TEXTO DE LECTURA:

Finalmente las casas de mi barrio sobrevivieron a las lluvias y los vientos de Irma. Todo presagiaba lo contrario, pero esos hogares centenarios, que preví demolidos por la naturaleza, aún están en pie. Por ello respiré tranquilo la mañana en la que, alejado el huracán, decidí caminar las calles de mi escueto día a día. Más aliviado imaginé a sus habitantes, pues trato de colocarme en la piel de alguien que de súbito amanece sin techo y no logro calcular la hondura de la pena.
En un país en que el problema de la vivienda —entre tantos otros— es el que más duele, resulta muy triste ver tantas casas derruidas. El gobierno promete asistir a los damnificados, pero ocurre que 50 casas devastadas no equivalen a 50 familias sin techo, sino a muchas más. En nuestros hogares es común hallar tres o más generaciones conviviendo o al menos intentándolo.
Hay que reconocer que somos unos huesos durísimos. Cuando en un futuro se hable de los cubanos de este entonces, se dirá que la capacidad de supervivencia era una de sus peculiaridades más notorias. No sabemos de dónde provienen la fuerza y el aguante, pero lo verdadero es que existen, y a veces sirven para enorgullecernos y en otras ocasiones para despreciarnos.
Se fue el vendaval, pasó la fiera hambrienta, y seguimos lidiando con una realidad que es un ciclón permanente. Irma fue de carne y hueso —o mejor, de viento y agua—, real como pocas cosas en nuestras vidas, pero se le achacará tanto al inocentesiniestro —como igual cargaron con lo suyo Michelle, Gustav, Sandy & Co— que en un futuro podría resultar tan imaginario como a veces lo procura ser el bloqueo comercial y financiero al que estamos condenados.
Durante más de 24 horas escuché al viento batir y la lluvia caer. Recordé La delgada línea roja, un filme de Terrence Malick que comienza cuestionando la crueldad de la naturaleza y cierta fuerza vengadora intrínseca en ella. Nuestro planeta como un monstruo, un ser que se lacera, que expía sus pecados.Tontamente lo imagino diciendo: “He creado la raza humana”, y luego se pega un latigazo. Irma como un fuete sacudiendo por todas partes. La naturaleza enloquecida. La naturaleza ebria.

ENTRADAS MOSTRADAS:
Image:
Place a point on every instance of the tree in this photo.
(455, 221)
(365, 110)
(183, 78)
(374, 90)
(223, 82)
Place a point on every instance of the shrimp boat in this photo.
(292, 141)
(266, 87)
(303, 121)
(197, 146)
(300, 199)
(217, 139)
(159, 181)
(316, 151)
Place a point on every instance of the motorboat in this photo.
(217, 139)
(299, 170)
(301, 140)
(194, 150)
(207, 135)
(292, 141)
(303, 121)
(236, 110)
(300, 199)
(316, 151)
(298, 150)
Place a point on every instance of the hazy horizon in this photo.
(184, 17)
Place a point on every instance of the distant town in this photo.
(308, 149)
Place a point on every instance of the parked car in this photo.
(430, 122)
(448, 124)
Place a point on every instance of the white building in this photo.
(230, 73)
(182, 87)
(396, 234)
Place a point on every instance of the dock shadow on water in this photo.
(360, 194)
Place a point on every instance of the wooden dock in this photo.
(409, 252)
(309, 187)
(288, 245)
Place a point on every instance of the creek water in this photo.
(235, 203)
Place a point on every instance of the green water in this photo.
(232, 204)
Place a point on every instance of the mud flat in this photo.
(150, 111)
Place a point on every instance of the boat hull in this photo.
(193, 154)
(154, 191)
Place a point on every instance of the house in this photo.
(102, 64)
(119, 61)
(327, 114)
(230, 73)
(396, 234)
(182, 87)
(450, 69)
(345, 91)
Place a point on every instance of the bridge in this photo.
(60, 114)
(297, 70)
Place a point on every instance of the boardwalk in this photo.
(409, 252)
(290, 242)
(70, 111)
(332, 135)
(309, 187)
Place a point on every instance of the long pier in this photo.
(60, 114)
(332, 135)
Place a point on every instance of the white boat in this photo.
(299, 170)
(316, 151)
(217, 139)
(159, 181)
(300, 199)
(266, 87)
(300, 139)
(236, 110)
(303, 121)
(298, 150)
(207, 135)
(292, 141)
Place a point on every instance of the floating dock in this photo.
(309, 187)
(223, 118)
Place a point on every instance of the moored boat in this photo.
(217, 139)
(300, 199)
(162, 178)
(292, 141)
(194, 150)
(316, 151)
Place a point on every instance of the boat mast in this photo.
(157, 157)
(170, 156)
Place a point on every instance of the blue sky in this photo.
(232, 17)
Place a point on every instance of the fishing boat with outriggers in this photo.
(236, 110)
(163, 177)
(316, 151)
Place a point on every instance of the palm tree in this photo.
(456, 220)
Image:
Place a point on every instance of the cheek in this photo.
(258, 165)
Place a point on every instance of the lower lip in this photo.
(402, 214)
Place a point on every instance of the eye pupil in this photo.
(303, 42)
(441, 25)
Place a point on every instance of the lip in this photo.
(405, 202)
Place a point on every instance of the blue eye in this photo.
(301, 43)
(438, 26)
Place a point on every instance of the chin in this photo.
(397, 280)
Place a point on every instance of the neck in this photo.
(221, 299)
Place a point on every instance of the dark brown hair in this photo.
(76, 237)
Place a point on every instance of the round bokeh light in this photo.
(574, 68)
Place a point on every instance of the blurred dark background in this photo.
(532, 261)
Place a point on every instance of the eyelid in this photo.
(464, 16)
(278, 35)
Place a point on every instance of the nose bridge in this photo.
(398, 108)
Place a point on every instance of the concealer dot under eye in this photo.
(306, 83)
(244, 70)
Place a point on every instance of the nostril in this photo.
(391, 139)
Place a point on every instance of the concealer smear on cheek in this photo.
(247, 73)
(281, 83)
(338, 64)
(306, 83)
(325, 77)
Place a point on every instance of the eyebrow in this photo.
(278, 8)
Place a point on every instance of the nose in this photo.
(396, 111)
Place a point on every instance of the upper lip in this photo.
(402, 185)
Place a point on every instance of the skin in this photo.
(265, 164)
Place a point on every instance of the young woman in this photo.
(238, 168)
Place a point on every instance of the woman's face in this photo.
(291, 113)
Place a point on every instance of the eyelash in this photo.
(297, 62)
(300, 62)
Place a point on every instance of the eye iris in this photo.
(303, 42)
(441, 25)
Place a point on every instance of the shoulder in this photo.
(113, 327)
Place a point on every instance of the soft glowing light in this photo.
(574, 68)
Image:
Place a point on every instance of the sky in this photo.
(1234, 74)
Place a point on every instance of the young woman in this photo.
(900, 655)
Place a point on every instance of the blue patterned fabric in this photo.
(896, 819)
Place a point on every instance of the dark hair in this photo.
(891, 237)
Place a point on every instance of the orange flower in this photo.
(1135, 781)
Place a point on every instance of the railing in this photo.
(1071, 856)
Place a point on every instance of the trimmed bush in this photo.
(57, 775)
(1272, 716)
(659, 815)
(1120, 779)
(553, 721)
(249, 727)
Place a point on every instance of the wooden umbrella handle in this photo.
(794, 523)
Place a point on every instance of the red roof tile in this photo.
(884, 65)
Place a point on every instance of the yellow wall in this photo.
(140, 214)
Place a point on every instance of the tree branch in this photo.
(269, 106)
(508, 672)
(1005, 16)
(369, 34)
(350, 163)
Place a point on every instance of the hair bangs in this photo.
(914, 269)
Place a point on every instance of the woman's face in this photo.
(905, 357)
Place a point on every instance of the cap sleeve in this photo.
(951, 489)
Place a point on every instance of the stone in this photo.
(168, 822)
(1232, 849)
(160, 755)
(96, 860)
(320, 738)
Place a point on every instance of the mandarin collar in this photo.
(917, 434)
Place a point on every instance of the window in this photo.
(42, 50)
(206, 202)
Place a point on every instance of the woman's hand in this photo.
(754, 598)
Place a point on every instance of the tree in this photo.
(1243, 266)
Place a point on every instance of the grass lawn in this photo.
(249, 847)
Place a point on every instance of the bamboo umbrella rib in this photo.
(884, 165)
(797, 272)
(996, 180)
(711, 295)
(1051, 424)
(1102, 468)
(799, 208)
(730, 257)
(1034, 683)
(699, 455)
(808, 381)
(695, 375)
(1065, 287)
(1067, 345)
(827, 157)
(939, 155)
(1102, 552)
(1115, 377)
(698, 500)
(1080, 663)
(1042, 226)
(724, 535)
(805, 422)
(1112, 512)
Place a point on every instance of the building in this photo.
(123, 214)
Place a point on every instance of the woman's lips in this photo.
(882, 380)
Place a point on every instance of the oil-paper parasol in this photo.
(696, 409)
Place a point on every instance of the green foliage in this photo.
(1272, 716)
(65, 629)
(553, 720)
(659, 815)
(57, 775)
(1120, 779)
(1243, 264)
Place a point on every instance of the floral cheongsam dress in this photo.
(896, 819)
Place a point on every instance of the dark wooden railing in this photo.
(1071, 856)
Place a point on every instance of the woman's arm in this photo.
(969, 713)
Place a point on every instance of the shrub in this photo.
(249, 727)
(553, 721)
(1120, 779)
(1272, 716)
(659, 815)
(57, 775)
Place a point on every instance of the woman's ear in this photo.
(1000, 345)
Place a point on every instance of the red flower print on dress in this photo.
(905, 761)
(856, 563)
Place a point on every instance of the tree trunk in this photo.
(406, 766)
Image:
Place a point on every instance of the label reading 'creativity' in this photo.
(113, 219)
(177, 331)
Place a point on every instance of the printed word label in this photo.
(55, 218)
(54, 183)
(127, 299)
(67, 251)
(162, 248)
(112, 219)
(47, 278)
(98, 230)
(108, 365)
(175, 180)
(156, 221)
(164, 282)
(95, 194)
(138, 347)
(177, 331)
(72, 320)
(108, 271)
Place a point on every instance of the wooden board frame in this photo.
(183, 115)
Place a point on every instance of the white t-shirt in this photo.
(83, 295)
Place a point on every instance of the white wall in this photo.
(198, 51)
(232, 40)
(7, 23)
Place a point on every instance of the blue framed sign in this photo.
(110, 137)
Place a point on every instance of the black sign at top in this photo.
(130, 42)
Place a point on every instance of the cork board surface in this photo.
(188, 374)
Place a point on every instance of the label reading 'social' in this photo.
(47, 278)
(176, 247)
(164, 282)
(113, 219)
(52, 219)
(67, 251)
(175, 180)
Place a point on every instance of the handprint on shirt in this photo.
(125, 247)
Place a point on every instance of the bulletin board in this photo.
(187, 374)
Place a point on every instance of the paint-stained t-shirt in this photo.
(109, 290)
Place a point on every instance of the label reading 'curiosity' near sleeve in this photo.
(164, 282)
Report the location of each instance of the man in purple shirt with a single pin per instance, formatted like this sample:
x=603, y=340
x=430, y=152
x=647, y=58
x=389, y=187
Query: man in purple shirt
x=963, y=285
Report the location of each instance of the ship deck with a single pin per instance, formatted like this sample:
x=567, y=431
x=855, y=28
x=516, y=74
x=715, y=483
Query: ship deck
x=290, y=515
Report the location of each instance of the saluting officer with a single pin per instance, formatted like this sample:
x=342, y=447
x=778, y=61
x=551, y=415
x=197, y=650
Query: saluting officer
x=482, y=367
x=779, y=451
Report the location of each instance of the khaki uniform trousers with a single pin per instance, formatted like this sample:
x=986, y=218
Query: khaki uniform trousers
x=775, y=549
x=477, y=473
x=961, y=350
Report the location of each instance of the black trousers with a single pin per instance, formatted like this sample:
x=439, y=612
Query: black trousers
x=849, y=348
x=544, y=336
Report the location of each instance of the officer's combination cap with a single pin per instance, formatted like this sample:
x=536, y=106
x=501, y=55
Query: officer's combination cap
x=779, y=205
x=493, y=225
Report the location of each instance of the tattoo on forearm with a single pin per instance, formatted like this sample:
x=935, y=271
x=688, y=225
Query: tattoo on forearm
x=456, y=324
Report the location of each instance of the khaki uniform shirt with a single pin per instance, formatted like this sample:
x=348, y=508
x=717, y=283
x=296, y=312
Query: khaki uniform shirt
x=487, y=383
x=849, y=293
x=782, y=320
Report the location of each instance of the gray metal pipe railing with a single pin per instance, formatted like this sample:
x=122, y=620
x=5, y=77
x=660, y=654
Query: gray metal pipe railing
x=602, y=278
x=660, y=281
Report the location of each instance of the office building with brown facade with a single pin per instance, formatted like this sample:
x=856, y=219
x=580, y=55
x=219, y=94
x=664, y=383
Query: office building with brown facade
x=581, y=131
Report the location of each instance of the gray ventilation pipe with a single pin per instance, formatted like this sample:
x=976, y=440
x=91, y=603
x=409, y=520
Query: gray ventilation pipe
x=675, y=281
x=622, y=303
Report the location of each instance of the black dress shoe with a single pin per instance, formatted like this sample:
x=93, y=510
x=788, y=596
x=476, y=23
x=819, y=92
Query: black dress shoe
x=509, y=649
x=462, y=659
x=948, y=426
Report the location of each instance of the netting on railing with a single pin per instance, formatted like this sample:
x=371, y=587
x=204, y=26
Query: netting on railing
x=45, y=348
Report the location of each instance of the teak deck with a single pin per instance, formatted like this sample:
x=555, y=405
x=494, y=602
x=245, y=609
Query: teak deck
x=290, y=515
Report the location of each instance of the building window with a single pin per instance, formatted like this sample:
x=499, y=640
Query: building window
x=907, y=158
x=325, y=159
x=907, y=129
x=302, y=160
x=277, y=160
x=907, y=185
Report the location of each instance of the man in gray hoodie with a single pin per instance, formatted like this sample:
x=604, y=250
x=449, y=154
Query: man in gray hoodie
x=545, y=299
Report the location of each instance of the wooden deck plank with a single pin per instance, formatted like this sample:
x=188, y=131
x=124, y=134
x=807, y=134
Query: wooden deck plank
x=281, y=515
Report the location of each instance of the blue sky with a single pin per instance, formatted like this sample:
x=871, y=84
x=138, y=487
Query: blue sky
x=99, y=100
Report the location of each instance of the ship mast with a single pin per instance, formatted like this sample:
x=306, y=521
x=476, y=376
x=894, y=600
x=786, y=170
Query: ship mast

CONJUNTO DE TAREAS:
1. ¿Qué filme de Terrence Malick se recuerda en el texto sobre el huracán Irma?
2. Retoma el texto sobre el huracán Irma y continúalo a partir de su última oración.
El material no tiene relación alguna con el texto sobre el huracán Irma.

RESPUESTAS POR TAREA:
1. La delgada línea roja.

2.
Más de 78 horas sin electricidad me hicieron comprender cuán dependientes somos de la tecnología. Del refrigerador, de la bombilla, de la carga del celular. A ratos me sentía inmovilizado, incapaz de razonar algo que hacer que no conllevara apretar un botón. Anchas horas para meditar —práctica en desuso— desechadas en comerme las uñas —casi literalmente—, en pensar que tal vez, quien quita, a lo mejor, ponen la corriente de un momento a otro.
Entonces tocó la hora de recoger el espantoso reguero; porque en mi barrio no se fueron al piso los techos, pero sí los árboles, sobre todo los preciados aguacates. No se cayeron los postes del alumbrado público, pero sí se zafaron muchos cables del tendido eléctrico, porque en esta ocasión no hubo poda preventiva, como no hubo carro con altoparlante anunciando a la población. La gente se preparó y se aprovisionó casi por inercia, por instinto humano de “vamos a ver cómo salimos de esta”, porque al menos en este pueblo extraño, en este Quince y Medio, del municipio Venezuela, el gobierno estuvo medio dormido y los trabajadores de Servicios Comunales no se hicieron ni se han hecho ver.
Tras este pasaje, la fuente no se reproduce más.